ACTION ITEM =
Recreate the listing that follows line for line, without pictures.

SUPPLIED RECORDS =
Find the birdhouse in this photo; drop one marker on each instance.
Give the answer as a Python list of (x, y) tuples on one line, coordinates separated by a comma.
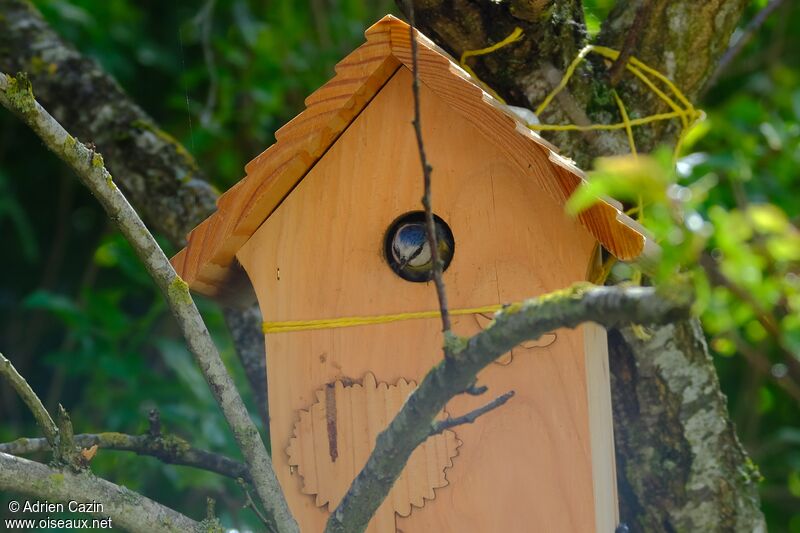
[(326, 226)]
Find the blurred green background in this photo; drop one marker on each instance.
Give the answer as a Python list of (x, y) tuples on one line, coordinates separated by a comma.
[(81, 321)]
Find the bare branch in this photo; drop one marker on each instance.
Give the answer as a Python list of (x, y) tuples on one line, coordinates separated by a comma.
[(16, 94), (251, 504), (470, 417), (25, 392), (168, 449), (430, 226), (608, 306), (66, 452), (744, 38), (127, 509)]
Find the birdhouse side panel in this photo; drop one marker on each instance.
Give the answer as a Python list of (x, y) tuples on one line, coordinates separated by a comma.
[(322, 255)]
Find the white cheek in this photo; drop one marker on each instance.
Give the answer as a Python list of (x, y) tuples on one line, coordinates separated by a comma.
[(423, 258)]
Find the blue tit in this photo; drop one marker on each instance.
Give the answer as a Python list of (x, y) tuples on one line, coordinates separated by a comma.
[(408, 251)]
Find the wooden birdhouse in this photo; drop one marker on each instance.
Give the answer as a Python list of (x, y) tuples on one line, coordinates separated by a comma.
[(326, 227)]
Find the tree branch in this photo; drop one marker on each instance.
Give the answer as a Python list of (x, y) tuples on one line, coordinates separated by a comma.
[(168, 449), (608, 306), (442, 425), (156, 173), (17, 95), (25, 392), (127, 509)]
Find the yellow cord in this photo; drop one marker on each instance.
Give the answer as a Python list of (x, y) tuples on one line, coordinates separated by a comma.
[(345, 322), (515, 35), (683, 110)]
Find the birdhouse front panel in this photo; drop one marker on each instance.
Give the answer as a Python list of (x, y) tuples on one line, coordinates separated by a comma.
[(345, 243)]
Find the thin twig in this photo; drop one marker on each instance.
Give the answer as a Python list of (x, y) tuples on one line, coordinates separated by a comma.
[(744, 38), (251, 504), (168, 449), (66, 452), (631, 42), (16, 95), (470, 417), (26, 394), (204, 20), (430, 226), (608, 306), (154, 423)]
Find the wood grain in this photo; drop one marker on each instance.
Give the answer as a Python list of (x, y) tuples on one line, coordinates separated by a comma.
[(208, 263), (319, 255), (332, 440)]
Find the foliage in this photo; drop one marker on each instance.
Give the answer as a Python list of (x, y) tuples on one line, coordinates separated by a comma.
[(80, 320), (726, 216)]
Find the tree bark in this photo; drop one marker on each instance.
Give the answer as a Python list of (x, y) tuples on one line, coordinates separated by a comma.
[(155, 172), (127, 509), (682, 38), (680, 465)]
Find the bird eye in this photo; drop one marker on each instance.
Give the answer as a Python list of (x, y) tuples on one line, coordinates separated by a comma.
[(407, 250)]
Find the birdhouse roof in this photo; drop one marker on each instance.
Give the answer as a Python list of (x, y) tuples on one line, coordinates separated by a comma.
[(208, 263)]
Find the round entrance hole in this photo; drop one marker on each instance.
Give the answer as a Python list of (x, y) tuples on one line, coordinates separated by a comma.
[(407, 250)]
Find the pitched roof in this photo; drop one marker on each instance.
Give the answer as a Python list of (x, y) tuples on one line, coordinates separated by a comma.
[(208, 262)]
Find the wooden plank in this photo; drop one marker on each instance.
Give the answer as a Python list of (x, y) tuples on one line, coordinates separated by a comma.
[(528, 463), (601, 426), (212, 246), (207, 261)]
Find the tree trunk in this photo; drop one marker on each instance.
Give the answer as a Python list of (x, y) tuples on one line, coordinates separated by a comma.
[(680, 466)]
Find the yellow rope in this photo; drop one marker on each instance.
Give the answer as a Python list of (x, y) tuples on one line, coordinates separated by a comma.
[(514, 36), (345, 322), (683, 110), (626, 121)]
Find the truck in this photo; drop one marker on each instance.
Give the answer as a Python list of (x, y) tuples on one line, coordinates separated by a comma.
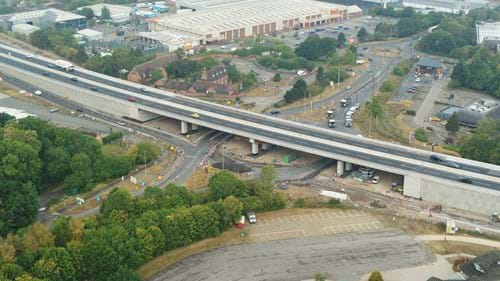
[(345, 102), (66, 65)]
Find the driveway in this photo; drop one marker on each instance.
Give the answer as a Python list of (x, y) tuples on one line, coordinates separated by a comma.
[(344, 257)]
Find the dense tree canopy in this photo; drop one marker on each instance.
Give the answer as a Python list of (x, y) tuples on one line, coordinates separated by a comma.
[(315, 47)]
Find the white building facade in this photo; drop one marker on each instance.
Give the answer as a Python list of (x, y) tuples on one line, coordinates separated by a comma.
[(487, 31), (251, 18)]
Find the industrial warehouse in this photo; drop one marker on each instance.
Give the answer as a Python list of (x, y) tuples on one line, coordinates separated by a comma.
[(233, 21)]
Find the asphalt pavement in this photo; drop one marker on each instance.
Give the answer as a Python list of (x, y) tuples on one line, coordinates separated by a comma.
[(344, 257)]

FINISHED EXERCISE =
Find the birdhouse in this photo; drop one marker on each instance.
Give the answer as a Python list of (x, y) tuples on one line, coordinates separated by a comma.
[(326, 226)]
Find the blurred green background in this photo; drop one marker on each instance.
Give the answer as a Python list of (x, y) tuples on one line, coordinates separated by a comma.
[(81, 321)]
Find the bare branch in this photo; drop one marker on each instance.
Give the answer as a Python list of (x, y) tuples on one line, coordinates separated by a comma.
[(16, 94), (251, 504), (470, 417), (25, 392), (168, 449), (430, 226), (608, 306), (66, 452), (744, 38), (127, 509)]
Find the birdhouse side panel in this photo; drop one marker on each instance.
Give the answer as a Python list of (x, y) tuples on one line, coordinates separated by a comma.
[(322, 255)]
Find the white cheek in this photo; drop one marker on each instance.
Give the answer as a Python list of (x, y) tuples on one line, coordinates separated by a comma.
[(423, 258)]
Find the blue tit in this photo; drop one marker on each instance.
Give the answer as a Python list of (x, y) tuples on one line, coordinates separated by a comma.
[(408, 251)]
Find the wooden birdhouse in this photo; drop one marker on each instance.
Give the answer as a Python list of (x, y) tuples on one line, coordinates separated by a comma.
[(326, 227)]
Find the tree branch in this photo; drop one marker on each instance.
Give the answer as a Python list of (x, y) tuples on one line, coordinates separated by a comma.
[(168, 449), (608, 306), (442, 425), (156, 173), (17, 95), (25, 392), (127, 509)]
Find the yellow cord in this photo; drop one marker on each instance.
Give the answer as a Python list of (x, y) tuples on one line, coordinates separated by a comma.
[(345, 322), (515, 35), (683, 110)]
Find the birdhouse front panel in this photo; drop one marker on each instance.
Give the answer as a Python list of (x, y) tuples on one line, coordinates separated by a comma.
[(345, 243)]
Find the thin twig in this photo; drop one marker on each instance.
Give the answer as a Python list of (x, y) tuples on one line, coordinates separated by a comma.
[(744, 38), (251, 504), (168, 449), (66, 452), (631, 42), (16, 95), (470, 417), (26, 394), (204, 20), (430, 226), (608, 306), (154, 423)]
Find the wood grain in this photo; drop one marker on each instance.
Give the answer as a Python list of (x, y) tuples on one line, coordinates separated by a comma.
[(208, 263), (319, 255), (332, 440)]
Find the foliage in this photo; drop one marker on each instance.
Give the answer as a Python list of (x, y) tuples on one line, coordinates separated by a comma.
[(80, 320), (726, 216)]
Find the tree bark in this photo; drop one marker on each instance.
Give the answer as a Python list of (x, y) tuples on one line, coordinates separated by a comma.
[(155, 172), (127, 509), (682, 38), (680, 465)]
Find the bird eye in this photo; drop one marker on each instance.
Give the answer as a Python list of (x, y) tuples on one line, coordinates separated by a comma.
[(407, 250)]
Find the birdhouse roof in this photo; drop one marker on each instance.
Give the answer as a Python list of (x, y) tuples on one line, coordinates separated by a comma.
[(208, 263)]
Find the round entrance hole in this photo; drop one marker on each instance.
Give the answer as a Python list of (x, y) tuples on one line, coordinates separated by a comma.
[(407, 250)]
Find the pitched roof in this photo; drop one marker on each instance.
Give the answer as a Python list of (x, y) tuples on one line, coordinates separated by a comma.
[(208, 262)]
Find the wooden plank in this photo; drop one marker on each instance.
Give the answer as a Python list of (x, y) tuples on one line, coordinates separated by a comma.
[(528, 463), (601, 426), (212, 246), (207, 261)]
Find the tree trunk in this photo; drop one marker on each instance.
Give the answer as a Python list of (x, y) tuples on one line, coordinates separated by a comma.
[(680, 466)]
Find the yellow rope in this photo; drop one marker on each instance.
Give the answer as a Python list of (x, y) tuples on one line, coordinates separated by a comma.
[(514, 36), (345, 322), (683, 110), (626, 121)]
Find the truck in this photo; drop one marker on each instance.
Give the answer as a Python list of (x, y) tuples on one line, coordinates separated by a comma.
[(345, 102), (66, 65)]
Find the driveway in this photo; drop one marker on each instance.
Give the answer as a Python list of (x, y) tuples on one line, coordinates separated by a comma.
[(344, 257)]
Find the dense tree canopy in this photo; drop one marker on each instance.
Give the answer as a Python list of (x, y) tuples on one line, coordinates separated by a comma.
[(315, 47)]
Find the white building facade in this photo; drop one marker on each instance.
Give the answer as a Python list of (x, y) tuples on one line, coordinates separated by a comma.
[(487, 31), (251, 18)]
Find the industrial warehouse in this photo; drop one marker on each instance.
Give the answer as a Python list of (x, y) tuples on one line, coordinates separated by a comma.
[(233, 21)]
Find the asphalt pavement in this photo; drop one marker on each instance.
Give the answer as a Python list of (x, y) tuples on one line, coordinates separated by a comma.
[(344, 257)]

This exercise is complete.